● RECORDS SHOWN:
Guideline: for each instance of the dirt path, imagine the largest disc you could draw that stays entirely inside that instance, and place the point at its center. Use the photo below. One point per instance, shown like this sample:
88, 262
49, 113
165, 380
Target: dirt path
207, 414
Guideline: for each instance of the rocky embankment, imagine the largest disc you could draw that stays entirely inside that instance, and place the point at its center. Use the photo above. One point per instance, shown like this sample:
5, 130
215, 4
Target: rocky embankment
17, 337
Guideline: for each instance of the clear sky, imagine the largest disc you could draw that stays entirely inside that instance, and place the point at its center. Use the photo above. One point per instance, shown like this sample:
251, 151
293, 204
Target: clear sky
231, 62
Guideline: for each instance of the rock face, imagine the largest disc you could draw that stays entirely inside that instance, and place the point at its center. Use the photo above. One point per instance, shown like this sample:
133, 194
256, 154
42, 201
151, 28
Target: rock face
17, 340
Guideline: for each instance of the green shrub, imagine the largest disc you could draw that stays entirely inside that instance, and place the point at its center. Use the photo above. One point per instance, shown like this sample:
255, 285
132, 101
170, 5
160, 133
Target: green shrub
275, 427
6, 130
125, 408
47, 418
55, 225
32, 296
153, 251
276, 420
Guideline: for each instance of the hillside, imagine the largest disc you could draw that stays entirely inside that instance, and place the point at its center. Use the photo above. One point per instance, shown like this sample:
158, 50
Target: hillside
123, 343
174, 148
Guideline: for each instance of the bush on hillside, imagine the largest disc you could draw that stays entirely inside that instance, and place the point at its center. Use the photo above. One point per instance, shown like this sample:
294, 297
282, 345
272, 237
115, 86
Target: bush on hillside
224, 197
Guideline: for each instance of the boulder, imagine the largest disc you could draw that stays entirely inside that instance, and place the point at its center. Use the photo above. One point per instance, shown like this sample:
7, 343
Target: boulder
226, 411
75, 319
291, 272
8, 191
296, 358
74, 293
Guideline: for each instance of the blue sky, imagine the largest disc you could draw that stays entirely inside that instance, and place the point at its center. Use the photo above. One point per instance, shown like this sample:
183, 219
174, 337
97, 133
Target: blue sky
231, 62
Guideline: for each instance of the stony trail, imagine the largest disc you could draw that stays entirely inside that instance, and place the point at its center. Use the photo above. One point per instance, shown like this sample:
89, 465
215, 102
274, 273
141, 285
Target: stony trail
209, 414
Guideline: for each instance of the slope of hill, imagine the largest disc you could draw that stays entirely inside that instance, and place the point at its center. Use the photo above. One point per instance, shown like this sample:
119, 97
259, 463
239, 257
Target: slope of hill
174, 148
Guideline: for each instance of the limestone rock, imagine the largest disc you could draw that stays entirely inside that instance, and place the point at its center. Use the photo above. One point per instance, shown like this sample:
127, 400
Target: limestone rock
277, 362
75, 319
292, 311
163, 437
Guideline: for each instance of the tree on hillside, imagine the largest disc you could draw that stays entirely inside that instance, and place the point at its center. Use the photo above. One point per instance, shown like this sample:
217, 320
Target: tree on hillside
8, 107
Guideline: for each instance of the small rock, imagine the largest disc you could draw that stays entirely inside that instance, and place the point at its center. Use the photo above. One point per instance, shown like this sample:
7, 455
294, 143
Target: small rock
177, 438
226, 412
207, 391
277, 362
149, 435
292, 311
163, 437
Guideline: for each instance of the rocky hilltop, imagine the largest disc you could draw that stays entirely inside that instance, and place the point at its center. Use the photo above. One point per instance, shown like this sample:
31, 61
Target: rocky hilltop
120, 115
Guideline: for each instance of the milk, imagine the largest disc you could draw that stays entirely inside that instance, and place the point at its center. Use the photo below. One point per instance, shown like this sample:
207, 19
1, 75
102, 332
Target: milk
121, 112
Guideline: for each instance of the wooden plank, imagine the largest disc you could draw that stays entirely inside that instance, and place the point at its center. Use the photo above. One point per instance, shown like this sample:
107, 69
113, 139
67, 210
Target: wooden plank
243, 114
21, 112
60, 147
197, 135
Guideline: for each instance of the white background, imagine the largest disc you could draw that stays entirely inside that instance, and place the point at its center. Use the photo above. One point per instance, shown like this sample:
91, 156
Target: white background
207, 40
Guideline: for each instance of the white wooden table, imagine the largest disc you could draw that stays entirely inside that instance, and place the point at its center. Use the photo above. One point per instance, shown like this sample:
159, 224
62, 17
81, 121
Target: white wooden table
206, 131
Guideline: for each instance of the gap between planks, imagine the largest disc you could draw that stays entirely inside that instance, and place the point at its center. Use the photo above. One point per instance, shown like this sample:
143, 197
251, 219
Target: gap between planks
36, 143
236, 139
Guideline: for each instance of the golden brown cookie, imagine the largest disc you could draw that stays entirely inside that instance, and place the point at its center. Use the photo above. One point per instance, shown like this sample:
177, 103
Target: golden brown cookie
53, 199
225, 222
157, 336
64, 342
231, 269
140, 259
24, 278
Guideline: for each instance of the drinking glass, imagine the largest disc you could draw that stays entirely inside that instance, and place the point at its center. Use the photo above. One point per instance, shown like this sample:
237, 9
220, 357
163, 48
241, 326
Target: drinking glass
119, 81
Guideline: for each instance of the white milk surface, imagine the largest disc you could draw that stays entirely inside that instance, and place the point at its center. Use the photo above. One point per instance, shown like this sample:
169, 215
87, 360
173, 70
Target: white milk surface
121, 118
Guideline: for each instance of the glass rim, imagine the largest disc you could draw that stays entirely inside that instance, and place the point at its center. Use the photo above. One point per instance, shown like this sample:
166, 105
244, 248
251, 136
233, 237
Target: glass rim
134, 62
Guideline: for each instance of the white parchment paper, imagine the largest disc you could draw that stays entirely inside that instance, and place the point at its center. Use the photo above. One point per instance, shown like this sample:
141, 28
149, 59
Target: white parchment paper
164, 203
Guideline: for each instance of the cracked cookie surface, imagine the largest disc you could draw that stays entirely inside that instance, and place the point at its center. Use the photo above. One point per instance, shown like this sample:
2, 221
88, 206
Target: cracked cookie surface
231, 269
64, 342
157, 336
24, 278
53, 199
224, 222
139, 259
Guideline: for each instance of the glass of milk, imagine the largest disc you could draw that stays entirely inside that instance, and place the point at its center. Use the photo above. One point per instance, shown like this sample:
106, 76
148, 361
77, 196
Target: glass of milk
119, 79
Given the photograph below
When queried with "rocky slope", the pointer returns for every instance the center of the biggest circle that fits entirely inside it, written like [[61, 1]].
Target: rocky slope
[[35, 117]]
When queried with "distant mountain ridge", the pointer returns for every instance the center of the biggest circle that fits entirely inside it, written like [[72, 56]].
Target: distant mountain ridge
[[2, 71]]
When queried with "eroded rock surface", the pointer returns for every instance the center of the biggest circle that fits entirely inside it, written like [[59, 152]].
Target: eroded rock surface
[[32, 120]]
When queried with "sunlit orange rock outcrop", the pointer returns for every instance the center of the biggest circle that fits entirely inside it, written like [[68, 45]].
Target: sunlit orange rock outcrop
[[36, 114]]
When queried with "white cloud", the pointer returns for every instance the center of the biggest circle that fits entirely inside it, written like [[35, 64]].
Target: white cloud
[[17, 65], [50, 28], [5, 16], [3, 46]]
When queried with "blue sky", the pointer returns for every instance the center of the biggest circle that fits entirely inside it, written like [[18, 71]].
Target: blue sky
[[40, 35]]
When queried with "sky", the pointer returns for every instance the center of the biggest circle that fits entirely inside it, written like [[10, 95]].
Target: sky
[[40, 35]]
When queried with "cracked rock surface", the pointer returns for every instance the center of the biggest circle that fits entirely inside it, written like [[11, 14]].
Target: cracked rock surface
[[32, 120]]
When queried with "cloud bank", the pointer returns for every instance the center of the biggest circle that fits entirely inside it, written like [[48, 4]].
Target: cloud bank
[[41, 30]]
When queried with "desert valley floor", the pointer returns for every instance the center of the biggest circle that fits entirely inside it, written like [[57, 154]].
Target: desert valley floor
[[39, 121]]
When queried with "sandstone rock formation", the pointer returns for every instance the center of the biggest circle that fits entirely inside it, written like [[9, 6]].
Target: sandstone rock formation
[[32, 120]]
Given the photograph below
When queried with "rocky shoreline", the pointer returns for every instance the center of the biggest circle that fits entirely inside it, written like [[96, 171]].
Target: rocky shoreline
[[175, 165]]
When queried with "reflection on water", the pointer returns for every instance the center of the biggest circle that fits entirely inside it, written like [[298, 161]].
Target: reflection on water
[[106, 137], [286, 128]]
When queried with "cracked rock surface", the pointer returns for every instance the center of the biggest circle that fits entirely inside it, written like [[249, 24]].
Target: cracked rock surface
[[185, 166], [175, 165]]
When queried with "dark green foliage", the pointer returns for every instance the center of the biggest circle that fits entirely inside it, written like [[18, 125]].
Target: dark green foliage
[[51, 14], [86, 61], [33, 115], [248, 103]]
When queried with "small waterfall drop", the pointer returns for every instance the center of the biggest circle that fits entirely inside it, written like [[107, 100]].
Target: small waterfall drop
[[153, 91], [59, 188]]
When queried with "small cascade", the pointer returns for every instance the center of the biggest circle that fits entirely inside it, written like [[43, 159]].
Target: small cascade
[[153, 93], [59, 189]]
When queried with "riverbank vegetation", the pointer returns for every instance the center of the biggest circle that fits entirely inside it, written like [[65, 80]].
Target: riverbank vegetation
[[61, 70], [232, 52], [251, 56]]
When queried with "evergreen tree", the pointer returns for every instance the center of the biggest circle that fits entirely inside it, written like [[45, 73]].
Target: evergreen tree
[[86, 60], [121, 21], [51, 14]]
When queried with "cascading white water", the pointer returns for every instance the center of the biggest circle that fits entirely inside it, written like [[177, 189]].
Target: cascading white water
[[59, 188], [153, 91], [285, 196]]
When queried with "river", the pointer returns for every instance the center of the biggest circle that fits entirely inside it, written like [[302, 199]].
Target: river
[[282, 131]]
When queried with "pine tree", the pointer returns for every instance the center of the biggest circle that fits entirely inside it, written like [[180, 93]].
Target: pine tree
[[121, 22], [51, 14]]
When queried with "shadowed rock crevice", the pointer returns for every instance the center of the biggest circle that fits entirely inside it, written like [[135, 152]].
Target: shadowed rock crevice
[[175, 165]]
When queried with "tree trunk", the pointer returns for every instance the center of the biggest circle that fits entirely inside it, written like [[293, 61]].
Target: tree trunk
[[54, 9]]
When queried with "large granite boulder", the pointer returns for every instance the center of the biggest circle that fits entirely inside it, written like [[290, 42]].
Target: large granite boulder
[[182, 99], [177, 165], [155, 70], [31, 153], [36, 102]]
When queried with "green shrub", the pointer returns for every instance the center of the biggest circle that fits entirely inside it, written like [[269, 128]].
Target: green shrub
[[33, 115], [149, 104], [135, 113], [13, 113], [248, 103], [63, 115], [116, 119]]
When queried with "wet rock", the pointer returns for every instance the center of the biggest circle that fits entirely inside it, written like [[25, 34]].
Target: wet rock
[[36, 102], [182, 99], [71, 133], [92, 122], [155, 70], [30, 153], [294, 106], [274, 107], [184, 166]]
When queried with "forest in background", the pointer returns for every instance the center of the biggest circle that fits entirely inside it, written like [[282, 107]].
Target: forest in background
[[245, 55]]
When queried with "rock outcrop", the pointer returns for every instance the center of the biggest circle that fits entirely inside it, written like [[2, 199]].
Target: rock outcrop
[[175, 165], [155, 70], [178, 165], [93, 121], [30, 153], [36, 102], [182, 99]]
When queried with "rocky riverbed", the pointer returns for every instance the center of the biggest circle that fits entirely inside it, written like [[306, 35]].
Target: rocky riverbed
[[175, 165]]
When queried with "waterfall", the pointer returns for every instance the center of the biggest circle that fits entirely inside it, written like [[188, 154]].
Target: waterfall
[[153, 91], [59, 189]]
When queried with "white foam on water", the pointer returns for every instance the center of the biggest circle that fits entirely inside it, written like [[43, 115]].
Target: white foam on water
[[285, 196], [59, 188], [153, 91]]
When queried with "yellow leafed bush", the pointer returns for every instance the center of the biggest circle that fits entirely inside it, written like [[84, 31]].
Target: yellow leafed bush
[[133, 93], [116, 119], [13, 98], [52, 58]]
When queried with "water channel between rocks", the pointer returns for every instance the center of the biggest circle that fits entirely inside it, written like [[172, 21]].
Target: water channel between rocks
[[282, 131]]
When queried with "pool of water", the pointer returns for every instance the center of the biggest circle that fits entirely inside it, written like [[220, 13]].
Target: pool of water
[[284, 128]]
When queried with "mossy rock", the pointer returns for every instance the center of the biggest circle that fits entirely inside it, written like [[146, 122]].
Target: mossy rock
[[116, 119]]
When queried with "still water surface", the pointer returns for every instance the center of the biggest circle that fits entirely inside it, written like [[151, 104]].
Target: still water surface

● PROBLEM TO WORK ON:
Find each line in the records above that contains "still", and copy it.

● SOLUTION:
When queried with "still water surface", the pointer returns for every instance the center of the biggest circle that fits entirely inside it, written like [[151, 104]].
Target: still water surface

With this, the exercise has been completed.